- _Selected extract_:
━━━━━━━━━━━━━━━━
Ex Parte Raborn
Ex Parte Raborn
Opinion of the Court
OPINION
These proceedings involve post-conviction applications for writs of habeas corpus under Article 11.07, V.A.C.C.P.
At the trial for burglary of a habitation the jury convicted and assessed each applicant’s punishment at twenty (20) years’ imprisonment. In their habeas applications the applicants allege that they were denied effective assistance of counsel at trial.
Several affidavits were filed in connection with the applications including one by the trial counsel who confessed that he had failed to interview the State’s witnesses, inspect the physical evidence, make proper explanation of the law to the applicants, etc., and had thus deprived them of the effective assistance of counsel.
After an evidentiary hearing in which trial counsel testified and adopted his affidavit, the court found that there had been effective assistance of counsel at trial. The record was forwarded to this court.
These proceedings were then filed and set. One of the reasons for such action was to determine what effect a finding of professional misconduct in a criminal case by a State Bar Grievance Committee has on a subsequent habeas corpus proceeding.
After further examination of the record and research, we find that the action of the District 7-A Grievance Committee concerning the attorney here involved was based in part on matters other than the question of effective assistance of counsel at trial. See Texas Bar Journal, Vol. 45, No. 9, p. 1282 (October, 1982). See also finding No. 8 of the trial judge in the instant post-conviction habeas corpus proceedings after evidentiary hearing. A finding of professional misconduct based on other matters as well as actions of counsel at trial should have no bearing on a subsequent Article 11.07, V.A.C.C.P., proceedings alleging solely the ineffective assistance of counsel at trial. We decline to discuss such matter as an abstract subject.
Looking at the other facts, we noted that the trial attorney, although with sixteen years of experience in the practice of criminal law, did not talk to the State’s witnesses
It appears that most of the omissions attributed to trial counsel arose from his failure to conduct an independent factual investigation. This is an essential element of the standard of effective assistance of counsel as applied by this court. See Ex parte Duffy, supra. The State attempted to show counsel discussed the case with the prosecutor, but reliance upon such conversations and discussions for all information is no substitute for an independent investigation of the facts, particularly when there was no effort to examine physical evidence or to talk to the State’s witnesses.
Further, counsel did not evaluate the State’s offer of probation for the applicants, and indeed because of his failure to investigate and to prepare for trial he was not in a position to do so.
Considering the particular circumstances of the case, and the totality of the representation and the standard to be applied, we conclude that applicants did not have the effective assistance of counsel at trial.
The judgment of conviction in Trial Court Cause Nos. 26,093 and 26,094 is vacated and set aside. Each applicant is remanded to the custody of the Sheriff of Parker County to answer the indictment, and the clerk of this court is directed to forward a copy of this opinion to the Texas Department of Corrections.
It is so ordered.
━━━━━━━━━━━━━━━━
- _Source records_:

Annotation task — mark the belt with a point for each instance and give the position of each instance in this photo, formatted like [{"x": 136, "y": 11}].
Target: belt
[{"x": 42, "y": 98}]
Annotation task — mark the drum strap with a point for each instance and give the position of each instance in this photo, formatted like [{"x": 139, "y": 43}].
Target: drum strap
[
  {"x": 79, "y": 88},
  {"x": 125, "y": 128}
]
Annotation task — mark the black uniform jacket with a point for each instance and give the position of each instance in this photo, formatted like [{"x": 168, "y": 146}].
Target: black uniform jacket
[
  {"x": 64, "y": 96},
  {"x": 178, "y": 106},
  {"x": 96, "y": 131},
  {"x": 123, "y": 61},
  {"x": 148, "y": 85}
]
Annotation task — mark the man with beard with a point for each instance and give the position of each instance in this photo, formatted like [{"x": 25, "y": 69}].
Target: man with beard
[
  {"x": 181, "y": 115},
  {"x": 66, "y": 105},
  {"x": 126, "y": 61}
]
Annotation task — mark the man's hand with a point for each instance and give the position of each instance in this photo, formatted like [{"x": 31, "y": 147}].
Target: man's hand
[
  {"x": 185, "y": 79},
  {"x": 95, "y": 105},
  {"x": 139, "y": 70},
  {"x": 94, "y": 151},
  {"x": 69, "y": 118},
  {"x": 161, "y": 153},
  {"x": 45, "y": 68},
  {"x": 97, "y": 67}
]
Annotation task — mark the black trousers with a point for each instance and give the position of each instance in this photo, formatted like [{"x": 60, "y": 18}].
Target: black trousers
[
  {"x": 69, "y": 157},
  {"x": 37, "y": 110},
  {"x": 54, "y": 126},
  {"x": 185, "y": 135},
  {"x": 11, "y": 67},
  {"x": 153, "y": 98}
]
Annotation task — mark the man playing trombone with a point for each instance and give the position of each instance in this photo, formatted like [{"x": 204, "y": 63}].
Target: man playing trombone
━━━━━━━━━━━━━━━━
- _Set exercise 1_:
Pull out every line of the rows that contains the string "black".
- _Set exercise 2_:
Write the next part of the habeas corpus opinion above, starting right after its final sentence.

- _Result 1_:
Annotation task — mark the black uniform jacket with a point for each instance and give the position of each instance in this photo, formatted like [{"x": 168, "y": 146}].
Target: black uniform jacket
Annotation task — mark the black trousers with a point for each instance and give the position of each instance in this photo, formatted like [{"x": 60, "y": 18}].
Target: black trousers

- _Result 2_:
. It appears that retained trial counsel was retained to handle the appeals. Notice of appeal was given, but counsel failed to pay the court reporter and no statement of facts was filed, no bills of exception were filed and no briefs were filed. The Ft. Worth Court of Appeals affirmed the convictions. Appellants retained a different attorney who filed a motion for rehearing in the said appellate court. That court abated the appeals and directed the trial court to hold a hearing to determine if applicants had been effectively represented on appeal. The trial court found the original attorney’s failure to properly pursue the appeal was without applicants’ knowledge and consent. The Court of Appeals ordered an extension of time in order to allow the applicants to pursue their appellate remedies. The transcription of the court reporter’s notes were obtained and filed, but thereafter the applicants gave written notice of their desire to withdraw their appeals. Their requests were granted on September 8, 1982. Applicants forewent any chance to raise the question of ineffective assistance of counsel at trial on direct appeal.
. Trial counsel learned the name of the State’s witnesses and that some of the witnesses could place the applicants at or near the scene of the alleged burglary. It was stipulated that none of the State’s witnesses were interviewed.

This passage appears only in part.